They claim that free-market advocates have imposed capitalists’ theories and
polices in the wake of crises to the detriment of traditional polices,
preferred cultures, and democratically selected institutions. It is argued that
the left overlooks the case that capitalism and corporate business may be a
natural part of local cultures and recovery process.
Capitalism was blamed for producing poverty, price gouging,
displacing culture, biasing the dole of political resources and exaggerating
social ills of all sorts. Several socialist’s news outlets put forth the boldest
claims that the hardships were explicitly part and parcel of capitalist
economy. The characteristic future of modern capitalism is masses. The result
is a tendency towards continuous improvement in the average standard of living,
a progressing enrichment of the many. The adaptive character of capitalism and
free association is not a recent plan by economists to reshape society, instead
it is a spontaneous outcome of free individuals acting purposefully in response
to the harsh conditions of a crisis. The implication is that corporate interests
must be removed from the political process in order to preserve and protect a
purer and more equitable form of politics. On the other hand, free-market
advocates, wish to remove politics from the sphere of markets.

**Problem A**
In the passage on capitalism, copy word for word the stretch that opens with the words "They claim that" and ends after "and recovery process.".
**Problem B**
List every charge that the passage on capitalism says capitalism was blamed for.

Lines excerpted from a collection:
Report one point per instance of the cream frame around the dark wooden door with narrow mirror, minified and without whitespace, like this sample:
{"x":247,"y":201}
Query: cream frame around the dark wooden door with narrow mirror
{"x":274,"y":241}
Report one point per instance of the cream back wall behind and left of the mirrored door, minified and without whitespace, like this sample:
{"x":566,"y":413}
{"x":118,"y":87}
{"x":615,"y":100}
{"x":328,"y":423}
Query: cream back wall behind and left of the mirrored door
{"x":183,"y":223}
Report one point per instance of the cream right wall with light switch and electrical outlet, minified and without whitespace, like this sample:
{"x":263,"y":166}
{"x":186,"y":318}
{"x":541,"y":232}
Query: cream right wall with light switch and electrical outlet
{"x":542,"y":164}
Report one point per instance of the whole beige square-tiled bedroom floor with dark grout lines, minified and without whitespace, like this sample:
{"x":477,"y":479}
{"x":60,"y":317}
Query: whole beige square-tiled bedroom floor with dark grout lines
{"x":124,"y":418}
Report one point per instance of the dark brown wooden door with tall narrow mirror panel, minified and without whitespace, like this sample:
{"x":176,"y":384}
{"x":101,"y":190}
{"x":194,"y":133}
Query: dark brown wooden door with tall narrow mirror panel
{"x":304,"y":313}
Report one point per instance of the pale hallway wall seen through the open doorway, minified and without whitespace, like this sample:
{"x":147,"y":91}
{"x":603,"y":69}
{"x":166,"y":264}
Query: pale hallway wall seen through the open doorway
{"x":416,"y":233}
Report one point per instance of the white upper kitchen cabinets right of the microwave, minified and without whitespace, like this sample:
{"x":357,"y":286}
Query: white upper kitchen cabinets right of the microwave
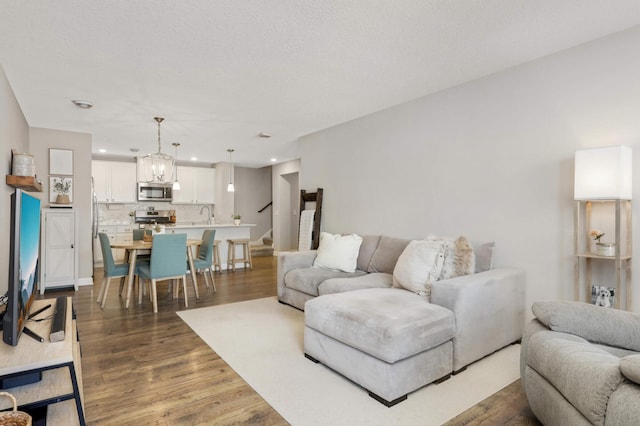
{"x":196,"y":185}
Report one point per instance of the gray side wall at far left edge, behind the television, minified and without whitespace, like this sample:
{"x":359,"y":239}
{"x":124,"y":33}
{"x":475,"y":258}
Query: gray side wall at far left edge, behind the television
{"x":14,"y":134}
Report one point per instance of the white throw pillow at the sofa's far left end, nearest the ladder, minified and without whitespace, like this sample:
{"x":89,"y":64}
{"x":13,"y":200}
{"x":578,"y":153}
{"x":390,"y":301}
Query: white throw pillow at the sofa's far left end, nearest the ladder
{"x":338,"y":252}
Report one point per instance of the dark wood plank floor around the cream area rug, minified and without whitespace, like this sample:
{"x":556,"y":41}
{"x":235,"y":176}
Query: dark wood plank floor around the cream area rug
{"x":141,"y":368}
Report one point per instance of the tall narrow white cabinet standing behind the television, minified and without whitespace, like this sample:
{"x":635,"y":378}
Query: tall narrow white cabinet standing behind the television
{"x":59,"y":253}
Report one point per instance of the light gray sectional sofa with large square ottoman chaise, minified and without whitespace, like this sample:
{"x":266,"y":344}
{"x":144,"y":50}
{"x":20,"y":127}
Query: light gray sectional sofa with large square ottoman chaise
{"x":392,"y":341}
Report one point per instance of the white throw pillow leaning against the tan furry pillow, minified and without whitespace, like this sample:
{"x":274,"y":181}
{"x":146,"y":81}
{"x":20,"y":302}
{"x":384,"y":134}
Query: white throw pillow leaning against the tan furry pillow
{"x":419,"y":265}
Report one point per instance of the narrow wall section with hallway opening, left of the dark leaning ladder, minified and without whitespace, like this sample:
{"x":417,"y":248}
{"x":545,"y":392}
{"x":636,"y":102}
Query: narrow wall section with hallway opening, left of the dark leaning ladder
{"x":282,"y":189}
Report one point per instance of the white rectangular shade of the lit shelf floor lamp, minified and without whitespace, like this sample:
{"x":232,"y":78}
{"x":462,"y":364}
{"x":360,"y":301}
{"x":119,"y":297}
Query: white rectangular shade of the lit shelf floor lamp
{"x":603,"y":173}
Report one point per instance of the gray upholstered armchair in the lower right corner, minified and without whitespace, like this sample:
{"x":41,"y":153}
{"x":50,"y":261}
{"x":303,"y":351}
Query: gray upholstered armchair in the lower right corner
{"x":580,"y":364}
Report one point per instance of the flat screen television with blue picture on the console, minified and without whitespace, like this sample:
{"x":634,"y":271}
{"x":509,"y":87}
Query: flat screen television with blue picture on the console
{"x":24,"y":253}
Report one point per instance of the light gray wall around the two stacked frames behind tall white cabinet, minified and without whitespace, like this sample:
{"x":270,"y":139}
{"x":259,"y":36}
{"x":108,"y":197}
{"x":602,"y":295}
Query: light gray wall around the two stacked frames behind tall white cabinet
{"x":40,"y":141}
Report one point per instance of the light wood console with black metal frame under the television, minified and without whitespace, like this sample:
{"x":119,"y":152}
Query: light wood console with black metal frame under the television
{"x":61,"y":386}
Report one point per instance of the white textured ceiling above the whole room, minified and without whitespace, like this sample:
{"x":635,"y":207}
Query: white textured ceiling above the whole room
{"x":222,"y":71}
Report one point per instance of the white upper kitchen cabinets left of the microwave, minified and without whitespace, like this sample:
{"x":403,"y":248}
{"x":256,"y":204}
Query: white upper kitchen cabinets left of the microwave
{"x":114,"y":181}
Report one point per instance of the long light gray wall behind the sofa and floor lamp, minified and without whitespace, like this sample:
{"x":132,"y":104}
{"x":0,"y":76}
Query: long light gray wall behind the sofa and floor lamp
{"x":491,"y":159}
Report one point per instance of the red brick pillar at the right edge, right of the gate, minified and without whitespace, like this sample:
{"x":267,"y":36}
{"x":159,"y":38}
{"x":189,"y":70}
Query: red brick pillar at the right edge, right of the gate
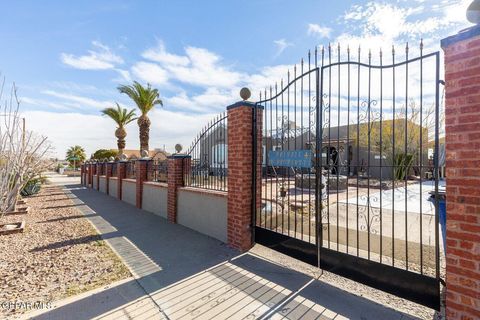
{"x":462,"y":132}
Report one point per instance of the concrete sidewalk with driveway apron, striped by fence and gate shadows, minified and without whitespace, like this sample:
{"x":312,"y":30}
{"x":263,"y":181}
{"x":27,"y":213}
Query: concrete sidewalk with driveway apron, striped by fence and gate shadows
{"x":182,"y":274}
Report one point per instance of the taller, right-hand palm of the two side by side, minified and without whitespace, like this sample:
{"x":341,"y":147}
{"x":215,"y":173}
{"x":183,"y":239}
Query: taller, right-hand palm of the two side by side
{"x":145,"y":99}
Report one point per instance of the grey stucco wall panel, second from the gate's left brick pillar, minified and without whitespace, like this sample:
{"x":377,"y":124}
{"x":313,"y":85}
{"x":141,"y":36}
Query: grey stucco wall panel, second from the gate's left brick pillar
{"x":154,"y":198}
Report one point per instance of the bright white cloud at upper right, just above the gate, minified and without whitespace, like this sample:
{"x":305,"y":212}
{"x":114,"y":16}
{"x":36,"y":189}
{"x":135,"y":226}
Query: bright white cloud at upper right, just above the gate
{"x":378,"y":24}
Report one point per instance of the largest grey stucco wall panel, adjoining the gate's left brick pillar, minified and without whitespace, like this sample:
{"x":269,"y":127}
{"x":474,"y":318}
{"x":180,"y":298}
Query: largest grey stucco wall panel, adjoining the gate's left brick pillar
{"x":204,"y":211}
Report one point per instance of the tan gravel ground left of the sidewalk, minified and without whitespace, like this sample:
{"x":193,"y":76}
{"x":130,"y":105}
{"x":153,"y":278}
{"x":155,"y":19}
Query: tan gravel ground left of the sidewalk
{"x":58,"y":255}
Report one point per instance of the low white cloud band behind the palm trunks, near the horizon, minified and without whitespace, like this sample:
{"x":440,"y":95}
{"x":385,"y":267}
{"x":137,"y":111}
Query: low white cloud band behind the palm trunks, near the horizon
{"x":95,"y":131}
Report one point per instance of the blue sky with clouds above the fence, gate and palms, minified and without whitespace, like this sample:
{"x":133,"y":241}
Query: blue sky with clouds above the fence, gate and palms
{"x":68,"y":57}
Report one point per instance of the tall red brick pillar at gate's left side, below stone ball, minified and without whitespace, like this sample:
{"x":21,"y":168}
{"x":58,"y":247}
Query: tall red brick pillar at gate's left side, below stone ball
{"x":240,"y":173}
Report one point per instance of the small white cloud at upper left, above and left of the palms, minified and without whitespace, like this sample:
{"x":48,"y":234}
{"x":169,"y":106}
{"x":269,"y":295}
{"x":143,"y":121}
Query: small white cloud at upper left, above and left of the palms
{"x":100,"y":58}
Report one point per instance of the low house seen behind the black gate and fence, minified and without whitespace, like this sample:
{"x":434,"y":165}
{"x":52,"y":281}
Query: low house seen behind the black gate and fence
{"x":345,"y":147}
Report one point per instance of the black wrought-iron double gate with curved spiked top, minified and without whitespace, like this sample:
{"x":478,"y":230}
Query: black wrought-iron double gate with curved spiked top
{"x":350,"y":156}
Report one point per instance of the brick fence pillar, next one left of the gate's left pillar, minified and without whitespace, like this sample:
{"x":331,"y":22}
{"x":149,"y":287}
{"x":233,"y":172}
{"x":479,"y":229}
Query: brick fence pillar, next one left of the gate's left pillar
{"x":176,"y":171}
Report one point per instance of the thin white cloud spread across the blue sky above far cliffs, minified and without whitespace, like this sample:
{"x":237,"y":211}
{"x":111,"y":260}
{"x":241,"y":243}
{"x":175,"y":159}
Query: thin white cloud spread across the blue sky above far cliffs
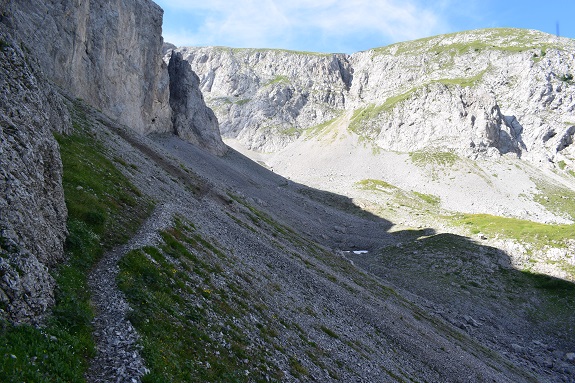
{"x":300,"y":23}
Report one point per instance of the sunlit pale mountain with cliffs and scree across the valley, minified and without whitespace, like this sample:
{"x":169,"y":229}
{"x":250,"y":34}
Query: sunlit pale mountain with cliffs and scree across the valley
{"x":477,"y":122}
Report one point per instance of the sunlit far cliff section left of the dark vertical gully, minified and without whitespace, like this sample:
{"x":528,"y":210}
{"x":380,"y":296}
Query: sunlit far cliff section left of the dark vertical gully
{"x":267,"y":97}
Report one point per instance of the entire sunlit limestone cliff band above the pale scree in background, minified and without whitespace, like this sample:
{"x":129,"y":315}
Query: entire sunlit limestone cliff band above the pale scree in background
{"x":485,"y":92}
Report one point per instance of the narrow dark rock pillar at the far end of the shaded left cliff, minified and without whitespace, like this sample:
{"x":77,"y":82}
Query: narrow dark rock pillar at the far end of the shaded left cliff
{"x":192,"y":119}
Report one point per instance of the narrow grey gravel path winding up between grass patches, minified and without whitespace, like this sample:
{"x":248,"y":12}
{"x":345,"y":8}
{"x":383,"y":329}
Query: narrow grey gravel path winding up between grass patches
{"x":117,"y":356}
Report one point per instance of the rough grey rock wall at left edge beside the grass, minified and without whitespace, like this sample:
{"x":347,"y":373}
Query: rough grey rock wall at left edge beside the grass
{"x":32,"y":209}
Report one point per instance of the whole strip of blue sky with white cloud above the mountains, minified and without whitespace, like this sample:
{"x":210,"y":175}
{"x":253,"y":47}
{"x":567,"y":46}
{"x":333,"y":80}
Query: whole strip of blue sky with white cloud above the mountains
{"x":349,"y":25}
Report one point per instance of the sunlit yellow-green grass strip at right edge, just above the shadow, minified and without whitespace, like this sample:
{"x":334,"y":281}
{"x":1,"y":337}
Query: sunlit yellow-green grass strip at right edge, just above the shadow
{"x":538,"y":234}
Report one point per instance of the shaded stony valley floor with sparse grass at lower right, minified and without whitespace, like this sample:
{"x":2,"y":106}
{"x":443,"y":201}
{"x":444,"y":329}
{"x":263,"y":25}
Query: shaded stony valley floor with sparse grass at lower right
{"x":475,"y":287}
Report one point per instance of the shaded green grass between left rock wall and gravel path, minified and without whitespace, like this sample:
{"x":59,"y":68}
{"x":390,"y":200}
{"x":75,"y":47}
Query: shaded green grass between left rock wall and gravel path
{"x":106,"y":211}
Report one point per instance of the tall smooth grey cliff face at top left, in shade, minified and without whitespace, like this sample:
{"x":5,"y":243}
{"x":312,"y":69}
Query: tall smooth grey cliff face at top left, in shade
{"x":105,"y":52}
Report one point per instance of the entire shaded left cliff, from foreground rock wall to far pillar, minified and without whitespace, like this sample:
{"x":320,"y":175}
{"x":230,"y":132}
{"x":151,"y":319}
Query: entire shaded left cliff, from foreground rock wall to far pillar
{"x":110,"y":55}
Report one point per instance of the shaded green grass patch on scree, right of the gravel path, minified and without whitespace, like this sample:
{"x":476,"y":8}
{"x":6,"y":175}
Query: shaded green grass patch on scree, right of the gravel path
{"x":187,"y":323}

**Final answer A**
They claim that free-market advocates have imposed capitalists’ theories and
polices in the wake of crises to the detriment of traditional polices,
preferred cultures, and democratically selected institutions. It is argued that
the left overlooks the case that capitalism and corporate business may be a
natural part of local cultures and recovery process.

**Final answer B**
- producing poverty
- price gouging
- displacing culture
- biasing the dole of political resources
- exaggerating social ills of all sorts